═════ Source extract ═════

Authors: A.N. Wilson
One of the women in Forman’s casebooks was Emilia Lanier, daughter of Battista Bassano, a court musician. While her husband was away at sea with the Earl of Essex, Emilia consulted Forman about Mr Lanier’s chances of a knighthood and professional promotion. She was a spirited, highly sexed woman, and Forman clearly came to know her tastes and habits intimately. She ‘hath a mind to the quent, but seems she is or will be a harlot. And because . . . she useth sodomy’ says a marginal note in his casebook (it might in fact refer to some other woman, but it gives the flavour of the levels of Forman’s interests in his clients. Another entry speaks of a man who wanted to know his chances of ‘halek’ with a woman and sent his servant to explore her body. She did not allow the servant to ‘halek’, but it is clear – unless this is a lurid fantasy of Forman’s – that the man ‘felt all parts of her body willingly and kissed her often’.
Emilia Lanier was the woman who became the mistress of the Queen’s cousin, Lord Hunsdon. What Forman’s casebooks reveal so interestingly – and we derive exactly the same impression from Shakespeare’s plays and poems – is a sexual free-for-all. The existence of syphilis and gonorrhoea with no real palliatives, and the fact that everyone in London was nominally Christian, did not diminish the rampant sexual energy of an expanding city. Forman happened to be there, with his inkhorn and his notebooks. But the men and women who pass through his pages, all sexually obsessed, are only a tiny fraction of the whole. No one especially expresses feelings of sexual guilt, and none are especially deterred by the morality propounded by the Puritans. Monogamy, chastity and even celibacy must have been practised by some Elizabethans, but one does not derive the impression from their writings that such conditions of life were the norm. As so often happens in a city where great cultural change is afoot, and where the population of immigrants from other lands, and from the country, is high, there is encountered this pulsating energy that irrepressibly takes sexual expression. The Berlin of the Weimar Republic, or the New York of Andy Warhol’s generation, was perhaps comparable in this respect to Elizabethan London.

═════

To do:
1) Please set down the records word for word, from their start through the line that contains "x=863, y=589", with both of those included, and leave the pictures out.
2) Carry the passage on Forman's casebooks and Elizabethan London onward from its last sentence.

═════ Record set ═════

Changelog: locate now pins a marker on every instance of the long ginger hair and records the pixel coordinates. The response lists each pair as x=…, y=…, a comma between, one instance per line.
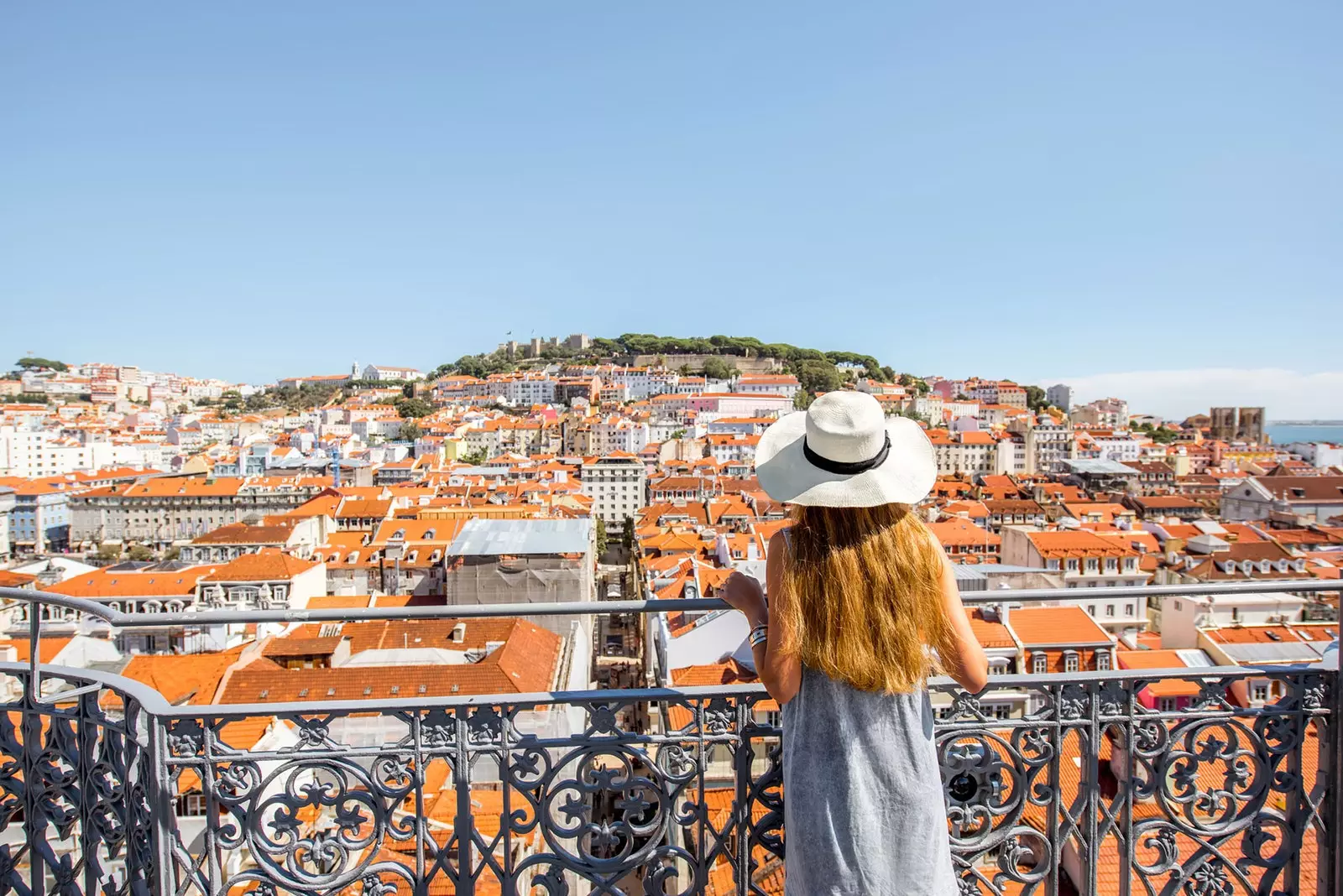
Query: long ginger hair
x=863, y=589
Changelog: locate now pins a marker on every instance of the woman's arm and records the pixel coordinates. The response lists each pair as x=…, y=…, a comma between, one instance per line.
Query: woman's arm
x=781, y=674
x=967, y=664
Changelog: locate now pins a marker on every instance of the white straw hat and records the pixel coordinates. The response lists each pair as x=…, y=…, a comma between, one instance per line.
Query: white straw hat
x=844, y=452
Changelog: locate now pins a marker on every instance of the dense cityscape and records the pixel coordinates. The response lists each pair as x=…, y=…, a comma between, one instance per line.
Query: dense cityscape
x=579, y=470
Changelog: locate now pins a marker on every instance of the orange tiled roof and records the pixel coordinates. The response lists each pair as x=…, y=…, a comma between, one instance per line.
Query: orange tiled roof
x=1037, y=625
x=270, y=564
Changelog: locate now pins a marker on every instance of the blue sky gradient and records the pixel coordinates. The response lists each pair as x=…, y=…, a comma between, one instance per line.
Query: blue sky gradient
x=1036, y=190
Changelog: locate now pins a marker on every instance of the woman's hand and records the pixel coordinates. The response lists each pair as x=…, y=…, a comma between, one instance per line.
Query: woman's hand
x=743, y=591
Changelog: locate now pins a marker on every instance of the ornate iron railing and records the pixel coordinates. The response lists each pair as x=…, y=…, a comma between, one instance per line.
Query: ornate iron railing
x=105, y=788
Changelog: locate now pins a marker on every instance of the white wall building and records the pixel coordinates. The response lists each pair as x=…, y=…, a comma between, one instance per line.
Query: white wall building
x=617, y=486
x=380, y=373
x=1318, y=454
x=619, y=434
x=30, y=451
x=1181, y=617
x=1060, y=396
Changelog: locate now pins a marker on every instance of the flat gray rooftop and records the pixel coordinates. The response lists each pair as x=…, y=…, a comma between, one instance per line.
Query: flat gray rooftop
x=490, y=537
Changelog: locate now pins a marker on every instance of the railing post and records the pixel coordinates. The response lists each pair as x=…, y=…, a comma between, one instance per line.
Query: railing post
x=1333, y=774
x=163, y=809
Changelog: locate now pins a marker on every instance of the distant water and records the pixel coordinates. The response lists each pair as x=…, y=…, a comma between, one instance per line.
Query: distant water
x=1283, y=435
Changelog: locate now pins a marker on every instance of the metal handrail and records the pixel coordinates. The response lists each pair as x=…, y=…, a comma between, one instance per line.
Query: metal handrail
x=601, y=608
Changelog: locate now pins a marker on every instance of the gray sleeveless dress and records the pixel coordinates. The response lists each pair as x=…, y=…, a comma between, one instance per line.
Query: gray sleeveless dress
x=863, y=801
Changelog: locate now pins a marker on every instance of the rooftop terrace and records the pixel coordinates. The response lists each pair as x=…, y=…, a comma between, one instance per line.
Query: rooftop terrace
x=105, y=786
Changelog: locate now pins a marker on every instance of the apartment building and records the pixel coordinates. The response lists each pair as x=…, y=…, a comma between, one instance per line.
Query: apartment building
x=617, y=484
x=167, y=508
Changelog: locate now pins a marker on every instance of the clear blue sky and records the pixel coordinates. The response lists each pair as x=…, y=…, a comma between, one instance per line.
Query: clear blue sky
x=1032, y=190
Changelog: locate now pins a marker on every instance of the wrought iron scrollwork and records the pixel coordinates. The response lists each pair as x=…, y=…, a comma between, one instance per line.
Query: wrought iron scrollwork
x=570, y=799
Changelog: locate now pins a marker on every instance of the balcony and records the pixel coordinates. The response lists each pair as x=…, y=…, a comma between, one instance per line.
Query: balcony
x=107, y=789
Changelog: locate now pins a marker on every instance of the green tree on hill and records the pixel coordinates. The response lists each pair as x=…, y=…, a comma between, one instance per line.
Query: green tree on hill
x=818, y=376
x=719, y=369
x=34, y=364
x=1036, y=399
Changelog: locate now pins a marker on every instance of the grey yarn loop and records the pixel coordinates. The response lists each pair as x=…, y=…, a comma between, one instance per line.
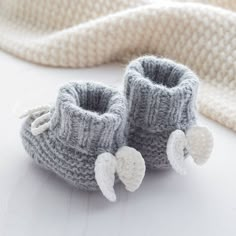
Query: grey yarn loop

═════

Solved problems:
1)
Changelog: locate now pins a marker on every instance of the long ginger hair and records the pixel coordinates. The response lists each pair as x=…, y=…, a comma between, one instance per line.
Query: long ginger hair
x=863, y=589

2)
Whether it was especially homosexual, or simply highly sexual, is quite hard to assess. Was Shakespeare gay, or did he simply – as well as enjoying sex with women – fall for boy actors from time to time? The word ‘Homosexuality’, like the word ‘Anglicanism’, did not exist in sixteenth-century English. The two words are so closely associated in twenty-first-century parlance that it is inevitable that one should ask whether the
thing
existed, even if they had no word for it. I have suggested in an earlier chapter that the word ‘Anglicanism’ did not exist because the Elizabethans had no concept of it. They had Catholic or Protestant ideas about the Church, but their quarrels and debates centred around the extent to which they accepted the Church of England, not whether they believed in a thing called ‘Anglicanism’. Modern readers will probably be less inclined to accept the idea that, because there was no word, there was also no ‘homosexuality’. But the sexual climate was very different, as is demonstrated by the hundreds of thousands of confused words written about the sexuality of Shakespeare. But when we go back in time and say that Marlowe and James VI and I were gay, I suspect that we are committing an anachronism. We can say that if they were alive
nowadays
they would have been gay; or that, viewed by our way of classifying human beings, they were gay. But the idea of classifying human beings
at all
, still less of dividing them according to sexual preference (or, come to that, skin pigmentation), is a by-product of nineteenth-century science. Just as Victorian collectors wanted to classify different species of butterfly or beetle, so they divided the human race and invented words such as ‘homosexual’.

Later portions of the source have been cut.